**The request**
Please pull out every line below that contains the word "canopy" and copy each one as it appears.

— BEGIN Dataset content —

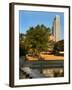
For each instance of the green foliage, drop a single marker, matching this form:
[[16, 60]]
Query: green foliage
[[36, 39]]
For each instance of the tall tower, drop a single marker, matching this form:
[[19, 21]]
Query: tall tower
[[56, 28]]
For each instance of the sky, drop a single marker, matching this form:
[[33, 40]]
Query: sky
[[29, 19]]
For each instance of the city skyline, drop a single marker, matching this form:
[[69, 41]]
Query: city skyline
[[29, 19]]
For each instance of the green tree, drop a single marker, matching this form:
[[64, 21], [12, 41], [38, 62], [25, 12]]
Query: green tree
[[37, 39]]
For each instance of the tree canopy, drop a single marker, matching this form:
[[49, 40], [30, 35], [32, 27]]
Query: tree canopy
[[36, 39]]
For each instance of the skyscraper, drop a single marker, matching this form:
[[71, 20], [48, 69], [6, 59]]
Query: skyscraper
[[56, 28]]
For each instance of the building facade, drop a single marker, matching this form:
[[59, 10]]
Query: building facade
[[56, 29]]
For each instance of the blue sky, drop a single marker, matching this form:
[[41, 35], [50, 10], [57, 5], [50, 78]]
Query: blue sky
[[28, 19]]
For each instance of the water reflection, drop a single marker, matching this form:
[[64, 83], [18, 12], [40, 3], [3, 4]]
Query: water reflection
[[27, 72]]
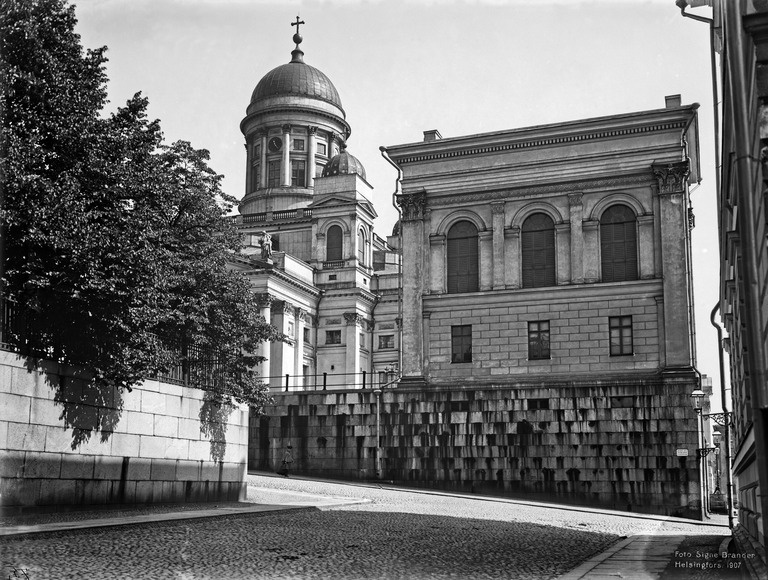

— END Dataset content —

**Solution**
For each instance of the tree canopy, drop a single marker, matching this form:
Query: tree canopy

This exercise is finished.